- **Text passage**:
....
Consultants accept improved government pay offer but ‘fight not over’

Pay & Contracts
Ben Ireland

Deal includes reform of pay review body, ending current dispute in England.

The BMA consultants committee has accepted the Government’s offer on pay for consultants in England and reform to the Review Body on Doctors' and Dentists' Remuneration.

Committee chair Vishal Sharma said the agreement is ‘the end of the beginning’ in consultants’ efforts to restore their pay to 2008 levels, and stressed it is ‘imperative’ for the review body to utilise its independence to prevent future pay disputes.

83 per cent of consultants who took part in the three-week referendum voted in favour of accepting the offer on behalf of the profession.

This brings to an end the dispute with the Government that has continued for over a year, during which consultants have taken unprecedented industrial action which they voted for twice having not walked out on strike for 50 years.

The deal represents an improvement on an offer that was rejected by consultants in January, after further negotiations between the BMA and the Government since then. 

Long-term view

It includes changes to the review body, which the BMA says represents ‘significant progress’ in returning it to its original purpose and independence.

From next year, there will be changes to the way it will appoint members, and the Government will no longer be able to constrain its remit with reference to inflation targets and economic evidence.
....
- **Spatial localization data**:
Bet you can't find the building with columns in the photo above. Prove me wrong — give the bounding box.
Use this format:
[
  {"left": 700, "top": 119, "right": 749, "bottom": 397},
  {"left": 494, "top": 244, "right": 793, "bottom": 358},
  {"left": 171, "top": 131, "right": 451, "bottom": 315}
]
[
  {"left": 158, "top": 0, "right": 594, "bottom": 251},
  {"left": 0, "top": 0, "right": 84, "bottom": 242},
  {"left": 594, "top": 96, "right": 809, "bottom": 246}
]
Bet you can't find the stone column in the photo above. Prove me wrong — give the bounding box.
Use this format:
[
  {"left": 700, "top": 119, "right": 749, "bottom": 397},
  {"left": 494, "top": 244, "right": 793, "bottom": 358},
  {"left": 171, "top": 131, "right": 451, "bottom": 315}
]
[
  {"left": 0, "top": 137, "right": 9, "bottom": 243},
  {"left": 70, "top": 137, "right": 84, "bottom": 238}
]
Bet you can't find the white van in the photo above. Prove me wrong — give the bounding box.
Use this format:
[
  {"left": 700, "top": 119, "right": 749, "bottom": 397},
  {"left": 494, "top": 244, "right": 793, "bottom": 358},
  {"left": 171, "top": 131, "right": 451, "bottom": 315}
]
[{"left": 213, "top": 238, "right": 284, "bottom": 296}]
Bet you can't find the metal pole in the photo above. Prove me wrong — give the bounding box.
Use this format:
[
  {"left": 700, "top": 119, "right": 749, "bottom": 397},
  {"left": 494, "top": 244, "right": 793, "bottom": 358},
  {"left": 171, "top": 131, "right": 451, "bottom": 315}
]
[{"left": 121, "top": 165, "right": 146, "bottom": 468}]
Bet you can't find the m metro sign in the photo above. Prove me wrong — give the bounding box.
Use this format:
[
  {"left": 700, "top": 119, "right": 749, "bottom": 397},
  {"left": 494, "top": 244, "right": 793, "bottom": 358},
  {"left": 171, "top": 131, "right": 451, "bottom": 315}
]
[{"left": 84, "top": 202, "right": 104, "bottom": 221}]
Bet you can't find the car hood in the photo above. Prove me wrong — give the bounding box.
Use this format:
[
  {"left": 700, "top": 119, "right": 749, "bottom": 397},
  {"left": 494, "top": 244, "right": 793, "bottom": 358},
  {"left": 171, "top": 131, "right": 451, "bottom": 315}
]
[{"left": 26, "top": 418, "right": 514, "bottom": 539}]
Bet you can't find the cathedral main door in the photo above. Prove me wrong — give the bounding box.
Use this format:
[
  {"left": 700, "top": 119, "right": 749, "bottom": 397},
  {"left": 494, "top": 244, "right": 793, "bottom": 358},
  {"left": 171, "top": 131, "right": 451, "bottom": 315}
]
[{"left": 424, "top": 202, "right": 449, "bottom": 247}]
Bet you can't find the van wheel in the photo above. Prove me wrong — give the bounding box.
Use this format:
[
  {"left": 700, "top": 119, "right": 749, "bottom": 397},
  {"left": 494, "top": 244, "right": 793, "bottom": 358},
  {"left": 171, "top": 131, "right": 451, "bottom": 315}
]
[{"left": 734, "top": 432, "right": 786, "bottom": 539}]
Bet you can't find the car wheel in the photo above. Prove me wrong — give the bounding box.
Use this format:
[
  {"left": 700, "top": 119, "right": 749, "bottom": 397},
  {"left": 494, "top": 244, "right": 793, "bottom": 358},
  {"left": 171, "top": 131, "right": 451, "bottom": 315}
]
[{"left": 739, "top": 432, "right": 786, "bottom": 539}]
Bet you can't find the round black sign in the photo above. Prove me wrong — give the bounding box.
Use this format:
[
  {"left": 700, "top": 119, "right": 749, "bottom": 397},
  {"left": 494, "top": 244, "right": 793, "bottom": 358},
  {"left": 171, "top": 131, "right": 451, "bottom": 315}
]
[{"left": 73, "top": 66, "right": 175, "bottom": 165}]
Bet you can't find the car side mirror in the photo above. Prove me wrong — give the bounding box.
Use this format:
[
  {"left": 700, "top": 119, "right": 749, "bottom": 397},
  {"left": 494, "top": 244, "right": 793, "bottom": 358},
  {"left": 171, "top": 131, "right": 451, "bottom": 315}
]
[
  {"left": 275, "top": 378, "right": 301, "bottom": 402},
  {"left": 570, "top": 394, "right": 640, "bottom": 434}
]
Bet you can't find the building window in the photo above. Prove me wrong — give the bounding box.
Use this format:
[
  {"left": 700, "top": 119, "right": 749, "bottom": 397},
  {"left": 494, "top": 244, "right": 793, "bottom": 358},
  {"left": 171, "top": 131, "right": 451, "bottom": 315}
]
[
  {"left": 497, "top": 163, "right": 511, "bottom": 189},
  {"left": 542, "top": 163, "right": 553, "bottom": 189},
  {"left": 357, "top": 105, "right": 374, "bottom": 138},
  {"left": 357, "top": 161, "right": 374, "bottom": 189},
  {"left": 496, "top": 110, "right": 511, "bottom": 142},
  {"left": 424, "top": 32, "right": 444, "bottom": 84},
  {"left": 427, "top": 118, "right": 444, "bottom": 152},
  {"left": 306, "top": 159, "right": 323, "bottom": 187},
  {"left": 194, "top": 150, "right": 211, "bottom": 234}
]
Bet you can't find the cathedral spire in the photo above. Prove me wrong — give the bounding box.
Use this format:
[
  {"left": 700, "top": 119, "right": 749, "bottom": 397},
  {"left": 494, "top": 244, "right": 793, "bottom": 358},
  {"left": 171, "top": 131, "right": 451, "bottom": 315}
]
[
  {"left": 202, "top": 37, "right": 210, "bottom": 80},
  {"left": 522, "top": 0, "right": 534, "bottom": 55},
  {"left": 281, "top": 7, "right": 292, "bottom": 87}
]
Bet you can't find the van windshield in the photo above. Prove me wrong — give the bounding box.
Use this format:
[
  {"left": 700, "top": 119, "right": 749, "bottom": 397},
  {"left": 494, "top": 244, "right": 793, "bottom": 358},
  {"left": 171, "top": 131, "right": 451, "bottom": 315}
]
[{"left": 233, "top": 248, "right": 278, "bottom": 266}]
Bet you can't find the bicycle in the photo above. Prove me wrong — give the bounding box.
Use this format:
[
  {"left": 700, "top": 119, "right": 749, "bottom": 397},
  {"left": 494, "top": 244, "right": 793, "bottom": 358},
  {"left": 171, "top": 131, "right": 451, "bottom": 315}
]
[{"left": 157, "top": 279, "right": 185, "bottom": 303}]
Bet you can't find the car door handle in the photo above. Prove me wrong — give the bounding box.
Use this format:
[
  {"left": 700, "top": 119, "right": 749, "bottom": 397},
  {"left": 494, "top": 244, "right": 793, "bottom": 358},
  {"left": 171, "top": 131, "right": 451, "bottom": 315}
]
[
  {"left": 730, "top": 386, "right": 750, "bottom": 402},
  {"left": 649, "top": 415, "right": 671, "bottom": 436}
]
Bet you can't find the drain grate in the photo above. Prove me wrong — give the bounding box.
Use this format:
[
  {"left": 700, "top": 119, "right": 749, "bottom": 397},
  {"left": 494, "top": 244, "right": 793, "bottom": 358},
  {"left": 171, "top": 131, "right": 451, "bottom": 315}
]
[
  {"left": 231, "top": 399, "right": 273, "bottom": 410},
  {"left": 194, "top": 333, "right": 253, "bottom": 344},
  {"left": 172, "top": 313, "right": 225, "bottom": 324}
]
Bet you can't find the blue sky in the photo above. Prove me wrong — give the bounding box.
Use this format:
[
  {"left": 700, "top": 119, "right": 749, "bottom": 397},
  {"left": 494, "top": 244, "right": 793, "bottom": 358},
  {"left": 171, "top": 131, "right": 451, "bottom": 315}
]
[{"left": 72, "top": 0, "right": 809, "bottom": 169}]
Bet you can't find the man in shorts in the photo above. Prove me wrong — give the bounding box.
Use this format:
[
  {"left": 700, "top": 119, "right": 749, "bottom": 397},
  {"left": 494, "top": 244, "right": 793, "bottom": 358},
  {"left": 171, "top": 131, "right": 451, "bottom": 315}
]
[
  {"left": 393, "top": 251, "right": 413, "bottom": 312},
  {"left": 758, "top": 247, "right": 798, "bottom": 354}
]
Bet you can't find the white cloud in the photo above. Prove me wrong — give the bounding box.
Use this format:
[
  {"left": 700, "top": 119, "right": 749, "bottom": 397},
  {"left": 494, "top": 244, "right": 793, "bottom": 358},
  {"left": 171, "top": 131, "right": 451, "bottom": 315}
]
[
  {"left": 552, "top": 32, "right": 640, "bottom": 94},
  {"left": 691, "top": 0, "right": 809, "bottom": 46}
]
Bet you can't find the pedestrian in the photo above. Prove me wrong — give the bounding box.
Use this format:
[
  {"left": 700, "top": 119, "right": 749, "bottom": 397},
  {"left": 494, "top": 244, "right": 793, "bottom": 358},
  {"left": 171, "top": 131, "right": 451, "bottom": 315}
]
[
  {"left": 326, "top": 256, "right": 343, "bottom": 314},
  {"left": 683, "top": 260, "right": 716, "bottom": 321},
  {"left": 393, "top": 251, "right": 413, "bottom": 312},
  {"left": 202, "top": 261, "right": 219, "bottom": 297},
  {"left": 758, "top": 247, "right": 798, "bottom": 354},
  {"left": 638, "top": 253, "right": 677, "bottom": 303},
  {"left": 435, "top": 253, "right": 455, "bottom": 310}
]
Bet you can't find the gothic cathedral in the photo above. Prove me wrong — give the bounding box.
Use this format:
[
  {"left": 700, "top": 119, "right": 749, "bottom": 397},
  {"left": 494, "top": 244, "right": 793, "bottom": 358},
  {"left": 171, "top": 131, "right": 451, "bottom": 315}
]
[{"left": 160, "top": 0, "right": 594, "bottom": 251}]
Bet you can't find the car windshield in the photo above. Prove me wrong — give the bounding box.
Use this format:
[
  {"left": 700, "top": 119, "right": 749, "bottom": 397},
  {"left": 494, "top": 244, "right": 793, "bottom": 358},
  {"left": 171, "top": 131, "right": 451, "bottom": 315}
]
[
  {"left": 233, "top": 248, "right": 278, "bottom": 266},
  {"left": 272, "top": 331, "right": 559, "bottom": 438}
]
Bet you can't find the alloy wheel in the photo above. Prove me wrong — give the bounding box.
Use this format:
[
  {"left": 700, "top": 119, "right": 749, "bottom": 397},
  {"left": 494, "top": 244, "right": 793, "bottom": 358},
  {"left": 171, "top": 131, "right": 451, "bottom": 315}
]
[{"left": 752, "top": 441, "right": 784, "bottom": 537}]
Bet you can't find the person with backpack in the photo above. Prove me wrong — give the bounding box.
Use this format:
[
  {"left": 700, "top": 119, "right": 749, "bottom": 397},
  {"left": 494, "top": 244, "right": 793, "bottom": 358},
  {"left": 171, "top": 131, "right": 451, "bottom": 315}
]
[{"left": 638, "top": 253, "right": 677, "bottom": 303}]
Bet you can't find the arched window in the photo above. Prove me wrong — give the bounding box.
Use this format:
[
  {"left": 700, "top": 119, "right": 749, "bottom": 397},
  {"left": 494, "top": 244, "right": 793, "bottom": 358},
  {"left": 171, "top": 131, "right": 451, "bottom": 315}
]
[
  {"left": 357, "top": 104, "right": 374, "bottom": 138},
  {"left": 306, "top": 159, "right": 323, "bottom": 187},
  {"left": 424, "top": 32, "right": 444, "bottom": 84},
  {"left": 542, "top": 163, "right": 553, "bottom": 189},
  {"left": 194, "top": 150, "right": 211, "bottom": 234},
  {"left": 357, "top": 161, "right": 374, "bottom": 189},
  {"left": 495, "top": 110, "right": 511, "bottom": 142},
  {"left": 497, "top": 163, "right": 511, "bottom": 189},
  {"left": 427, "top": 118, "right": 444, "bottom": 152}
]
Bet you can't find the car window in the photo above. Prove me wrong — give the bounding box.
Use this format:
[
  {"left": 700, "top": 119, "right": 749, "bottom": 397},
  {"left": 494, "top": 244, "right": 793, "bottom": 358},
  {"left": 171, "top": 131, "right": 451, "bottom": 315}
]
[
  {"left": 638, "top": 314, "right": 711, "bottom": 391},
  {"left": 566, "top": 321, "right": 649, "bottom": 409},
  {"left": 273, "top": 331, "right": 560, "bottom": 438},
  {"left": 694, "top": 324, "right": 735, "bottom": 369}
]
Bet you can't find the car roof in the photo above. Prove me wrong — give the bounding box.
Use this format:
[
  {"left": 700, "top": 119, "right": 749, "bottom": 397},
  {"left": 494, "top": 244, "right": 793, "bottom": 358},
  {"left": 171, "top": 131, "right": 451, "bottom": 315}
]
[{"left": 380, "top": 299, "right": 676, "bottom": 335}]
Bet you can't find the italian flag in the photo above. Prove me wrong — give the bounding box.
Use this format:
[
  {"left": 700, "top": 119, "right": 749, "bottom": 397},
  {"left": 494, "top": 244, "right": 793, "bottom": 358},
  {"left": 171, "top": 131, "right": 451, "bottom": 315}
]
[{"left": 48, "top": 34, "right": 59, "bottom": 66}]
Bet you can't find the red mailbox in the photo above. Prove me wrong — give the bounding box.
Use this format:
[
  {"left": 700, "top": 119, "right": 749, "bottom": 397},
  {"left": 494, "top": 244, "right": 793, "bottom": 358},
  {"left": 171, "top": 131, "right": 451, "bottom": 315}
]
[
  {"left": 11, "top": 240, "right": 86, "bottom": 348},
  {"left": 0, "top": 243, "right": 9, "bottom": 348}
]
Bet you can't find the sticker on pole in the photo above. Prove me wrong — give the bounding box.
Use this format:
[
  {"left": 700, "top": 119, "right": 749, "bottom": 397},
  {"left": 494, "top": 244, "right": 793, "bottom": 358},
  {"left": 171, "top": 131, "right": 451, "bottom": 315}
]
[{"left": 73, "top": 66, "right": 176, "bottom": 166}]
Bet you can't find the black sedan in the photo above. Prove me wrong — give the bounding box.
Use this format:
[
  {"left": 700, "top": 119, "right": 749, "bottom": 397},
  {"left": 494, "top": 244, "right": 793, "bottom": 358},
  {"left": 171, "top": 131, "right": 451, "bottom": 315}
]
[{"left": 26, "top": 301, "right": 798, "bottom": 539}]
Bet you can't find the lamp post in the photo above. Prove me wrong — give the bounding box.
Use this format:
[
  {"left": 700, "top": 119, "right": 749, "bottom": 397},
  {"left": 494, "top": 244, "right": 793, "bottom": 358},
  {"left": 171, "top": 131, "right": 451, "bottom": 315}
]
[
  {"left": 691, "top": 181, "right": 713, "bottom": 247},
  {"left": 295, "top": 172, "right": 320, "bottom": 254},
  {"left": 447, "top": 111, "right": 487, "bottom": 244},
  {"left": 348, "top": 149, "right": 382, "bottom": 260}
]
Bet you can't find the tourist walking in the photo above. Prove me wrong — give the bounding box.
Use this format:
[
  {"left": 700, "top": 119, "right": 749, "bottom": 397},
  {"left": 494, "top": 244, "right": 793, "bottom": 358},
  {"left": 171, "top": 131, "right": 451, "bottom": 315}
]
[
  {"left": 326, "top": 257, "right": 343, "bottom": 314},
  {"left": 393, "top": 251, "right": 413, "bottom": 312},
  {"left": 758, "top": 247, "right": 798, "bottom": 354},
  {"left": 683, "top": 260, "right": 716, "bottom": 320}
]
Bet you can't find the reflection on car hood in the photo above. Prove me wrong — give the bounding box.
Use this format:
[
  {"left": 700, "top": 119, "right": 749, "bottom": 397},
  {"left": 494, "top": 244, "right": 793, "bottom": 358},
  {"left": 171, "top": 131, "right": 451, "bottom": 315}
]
....
- **Problem to solve**:
Answer these questions using the article on the consultants' pay deal:
1. What percentage of consultants who took part in the referendum voted to accept the offer?
2. In which month did consultants reject the earlier offer?
3. From when will the review body change the way it appoints members?

- **Task response**:
1. 83 per cent
2. January
3. From next year